> _PROBLEM TO SOLVE_:
When you transcribe the entries, reproduce every character and exclude the images.

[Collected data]
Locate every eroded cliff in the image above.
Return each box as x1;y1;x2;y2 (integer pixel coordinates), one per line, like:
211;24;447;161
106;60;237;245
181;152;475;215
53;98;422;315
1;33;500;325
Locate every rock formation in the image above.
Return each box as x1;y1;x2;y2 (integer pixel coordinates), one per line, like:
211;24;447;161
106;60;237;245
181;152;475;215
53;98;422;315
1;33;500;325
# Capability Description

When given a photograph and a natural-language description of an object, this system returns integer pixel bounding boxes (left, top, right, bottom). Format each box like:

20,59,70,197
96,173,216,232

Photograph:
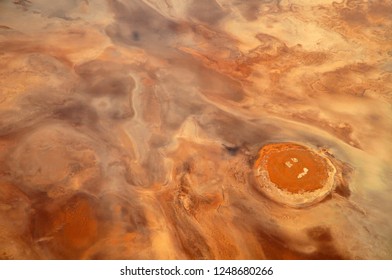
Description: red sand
255,143,331,193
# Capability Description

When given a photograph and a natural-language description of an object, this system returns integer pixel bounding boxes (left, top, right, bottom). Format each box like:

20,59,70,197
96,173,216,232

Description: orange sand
255,143,330,193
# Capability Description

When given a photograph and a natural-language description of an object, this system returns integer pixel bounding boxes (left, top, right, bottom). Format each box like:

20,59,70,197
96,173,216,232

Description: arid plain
0,0,391,259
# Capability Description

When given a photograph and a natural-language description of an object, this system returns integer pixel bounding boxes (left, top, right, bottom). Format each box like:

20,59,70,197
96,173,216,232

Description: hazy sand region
0,0,391,259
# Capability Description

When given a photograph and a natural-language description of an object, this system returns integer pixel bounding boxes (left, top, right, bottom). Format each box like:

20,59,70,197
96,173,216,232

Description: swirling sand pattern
0,0,391,259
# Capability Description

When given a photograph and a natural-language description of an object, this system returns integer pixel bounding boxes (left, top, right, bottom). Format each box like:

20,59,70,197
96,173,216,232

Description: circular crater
254,143,336,208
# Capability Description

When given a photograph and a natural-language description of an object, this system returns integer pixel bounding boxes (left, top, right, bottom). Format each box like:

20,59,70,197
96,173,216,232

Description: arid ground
0,0,391,259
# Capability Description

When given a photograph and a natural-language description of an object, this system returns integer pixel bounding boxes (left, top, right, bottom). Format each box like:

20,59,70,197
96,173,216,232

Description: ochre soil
255,143,330,193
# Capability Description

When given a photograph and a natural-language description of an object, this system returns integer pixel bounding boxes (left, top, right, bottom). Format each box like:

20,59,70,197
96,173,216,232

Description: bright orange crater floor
255,143,331,193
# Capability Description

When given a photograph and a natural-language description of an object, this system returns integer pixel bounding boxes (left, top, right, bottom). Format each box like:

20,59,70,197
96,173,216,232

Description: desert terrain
0,0,391,259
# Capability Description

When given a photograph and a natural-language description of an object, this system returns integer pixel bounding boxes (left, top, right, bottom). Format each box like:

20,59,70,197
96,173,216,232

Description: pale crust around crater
254,143,336,208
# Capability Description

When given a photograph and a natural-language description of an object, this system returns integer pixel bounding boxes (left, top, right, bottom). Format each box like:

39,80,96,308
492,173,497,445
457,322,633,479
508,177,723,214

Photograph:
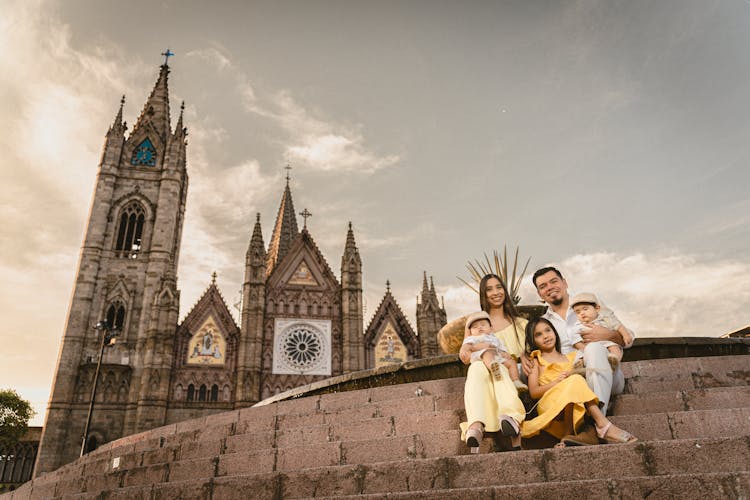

> _REPLY_:
Locate every eroded cliff in the image above.
Return each box as x1;y1;x2;y2 (integer pixel coordinates), one per line, like:
211;24;447;161
106;60;237;245
181;152;475;215
53;98;422;315
1;33;500;325
Locate every rock formation in the image above.
Return each box as x1;y1;x2;y2 (integer pixel coordinates), one per line, like:
211;24;447;161
106;60;237;245
181;152;475;215
53;98;422;315
1;33;500;325
# Capability Description

When given a photograph and a natural-language description of an object, this system returns integer pixel bounding boxes (left, top, right, bottom). Format each box like:

20,59,70,197
96,173,216,232

Photograph:
Description: red sand
255,143,331,193
# Capability Description

When given a photograph and a natural-language description of an object, this system returns integer pixel bounding boxes (left, top, right, bottom). Format each box like:

20,59,70,197
96,173,216,232

Description: orange sand
255,143,330,193
# Capability Description

When given a photograph and a natural-language description of an object, this system returns integer pixel bounding boxes (left, top, right, bottom). Format each box like:

20,59,70,197
96,173,216,232

Description: arid plain
0,0,391,259
# Capability Description

When given a photograph and a natural-language description of an object, this system returns integer pixel bounding boxes (left, top, right, bottom). Format each box like:

20,59,70,197
96,173,216,232

Description: hazy sand region
0,0,391,259
# Capability Description

When given a photograph and a natural-language description of an object, this system returns integer pixel bounding boxes (left, top, right, bottom). Format each box like:

20,59,70,197
96,173,216,232

Description: swirling sand pattern
0,0,391,259
# Capability Description

When given a photograph and a natural-language description of an object, this system returns integer pixel bounding boxes (left, top, right, bottom). Format each box like:

20,59,70,197
96,173,216,232

Description: circular crater
254,143,336,208
# Capability Description

When given a photograph and a natural-language description of an object, this system returns integer pixel bounding boxes (left, top, right, bottom). Format each box like:

20,59,70,197
96,173,216,232

Description: arid ground
0,0,391,259
# Capability Description

When given a photograph and a natural-language description of an object, this system returns integer pixel bounding boxes (left, top, right, bottom). Format each box like:

20,59,70,197
96,173,216,232

Description: ochre soil
255,143,330,193
# Capability Description

When given a photograph and a natural-language description of an object, this system returns integer pixel bounding boxes (left, top, right, bottom). Format each box like:

20,59,70,197
96,173,216,232

Description: bright orange crater floor
255,143,331,193
# Capability Description

When given a photograph and a natural-language description of an object, this system returns integer pixel bounding boxes (left, top, right, bottom). Format each box like:

20,59,70,197
96,173,216,232

Description: desert terrain
0,0,391,259
# Capability Description

When given a photograph and a natural-language description of an object, this system returns integer pixel bounding boxes (left, top, right, bottom). Format each box like:

20,59,70,197
96,173,216,232

Description: pale crust around crater
254,143,336,208
# Capability Description

When given a photograph and a natural-language description of an object, this system returns integer pixel bounding boxes (left, top, right, bottom). Format each box like:

39,80,96,308
492,173,497,445
457,322,633,479
508,177,723,214

Photograph:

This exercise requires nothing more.